**Required work:** Copy the data word for word, from its start through the line that contains "[[81,108],[71,103],[60,103],[52,107],[53,111],[61,116],[76,116]]", including that line. Leave the pictures out of your copy.

**Task data:**
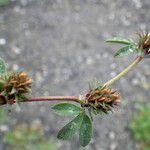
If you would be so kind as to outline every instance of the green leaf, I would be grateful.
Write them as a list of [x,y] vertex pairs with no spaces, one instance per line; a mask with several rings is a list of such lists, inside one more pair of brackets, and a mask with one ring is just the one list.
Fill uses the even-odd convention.
[[0,74],[3,74],[6,72],[6,66],[5,66],[5,61],[0,58]]
[[4,85],[5,85],[5,81],[4,80],[0,80],[0,91],[3,91]]
[[0,6],[6,6],[10,3],[10,0],[0,0]]
[[81,108],[71,103],[60,103],[52,107],[53,111],[61,116],[76,116]]
[[106,42],[117,43],[117,44],[125,44],[125,45],[130,45],[130,44],[134,43],[131,39],[124,39],[124,38],[119,38],[119,37],[114,37],[112,39],[108,39]]
[[75,117],[71,122],[65,125],[57,135],[58,139],[67,140],[73,137],[73,135],[80,129],[83,120],[83,113]]
[[120,48],[115,54],[115,57],[123,57],[123,56],[127,56],[133,52],[135,52],[136,49],[132,46],[132,45],[128,45],[125,47]]
[[144,58],[150,58],[150,54],[145,55]]
[[79,135],[80,145],[87,146],[92,138],[92,123],[86,114],[83,117]]

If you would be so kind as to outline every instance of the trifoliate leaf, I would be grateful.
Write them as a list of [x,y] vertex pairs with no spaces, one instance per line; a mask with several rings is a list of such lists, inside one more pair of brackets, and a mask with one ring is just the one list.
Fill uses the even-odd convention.
[[5,85],[5,81],[0,80],[0,91],[2,91],[4,89],[4,85]]
[[73,135],[80,129],[83,120],[83,113],[75,117],[71,122],[65,125],[57,135],[58,139],[67,140],[73,137]]
[[136,48],[133,47],[132,45],[128,45],[126,47],[120,48],[115,54],[115,57],[123,57],[127,56],[133,52],[136,52]]
[[134,43],[131,39],[124,39],[124,38],[119,38],[119,37],[114,37],[112,39],[108,39],[106,42],[125,44],[125,45],[131,45]]
[[76,116],[81,108],[71,103],[60,103],[52,107],[53,111],[61,116]]
[[150,58],[150,49],[145,50],[144,58]]
[[6,72],[5,61],[0,58],[0,75]]
[[90,118],[85,114],[80,127],[80,145],[87,146],[92,138],[92,123]]

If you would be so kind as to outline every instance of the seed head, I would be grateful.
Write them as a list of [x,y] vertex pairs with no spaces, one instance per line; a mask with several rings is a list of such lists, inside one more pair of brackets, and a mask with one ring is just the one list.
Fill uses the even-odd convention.
[[31,92],[32,79],[26,72],[13,72],[0,77],[0,105],[26,99]]
[[93,110],[108,113],[114,106],[120,103],[120,95],[117,91],[107,87],[90,90],[86,96],[86,105]]
[[145,53],[150,53],[150,34],[139,34],[138,48]]

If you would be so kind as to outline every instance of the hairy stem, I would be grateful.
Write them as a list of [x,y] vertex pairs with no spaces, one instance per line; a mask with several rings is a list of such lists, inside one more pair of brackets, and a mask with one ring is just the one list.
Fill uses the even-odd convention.
[[73,101],[81,103],[79,96],[48,96],[48,97],[35,97],[29,98],[22,102],[40,102],[40,101]]
[[134,66],[136,66],[142,59],[143,59],[143,57],[140,57],[140,56],[137,57],[126,69],[124,69],[122,72],[120,72],[117,76],[115,76],[111,80],[107,81],[104,84],[104,86],[110,86],[110,85],[114,84],[116,81],[118,81],[124,75],[126,75],[130,70],[132,70],[134,68]]

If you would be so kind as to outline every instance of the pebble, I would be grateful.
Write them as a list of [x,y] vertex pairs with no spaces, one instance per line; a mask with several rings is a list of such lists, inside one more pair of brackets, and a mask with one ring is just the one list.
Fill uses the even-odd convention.
[[5,45],[6,44],[6,39],[0,38],[0,45]]
[[9,130],[9,127],[7,125],[0,125],[0,132],[6,132]]
[[109,138],[110,138],[111,140],[115,139],[115,133],[114,133],[113,131],[111,131],[111,132],[109,133]]

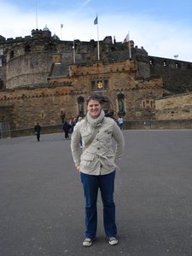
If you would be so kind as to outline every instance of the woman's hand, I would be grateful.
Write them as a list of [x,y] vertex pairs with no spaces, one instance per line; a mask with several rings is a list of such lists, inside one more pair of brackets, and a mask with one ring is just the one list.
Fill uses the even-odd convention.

**Exercise answer:**
If you would be so kind as to outline every instance of the green leaf, I would be grateful.
Write them as a list of [x,y] vertex pairs with no spaces, one instance per line; a mask with several rings is a list of such lists, inside one more pair of brackets, and a mask with one ring is just the one list.
Fill uses the even-odd convention.
[[0,74],[3,74],[6,72],[6,66],[5,66],[5,61],[0,58]]
[[4,85],[5,85],[5,81],[4,80],[0,80],[0,91],[3,91]]
[[0,6],[6,6],[10,3],[10,0],[0,0]]
[[81,108],[71,103],[60,103],[52,107],[53,111],[61,116],[76,116]]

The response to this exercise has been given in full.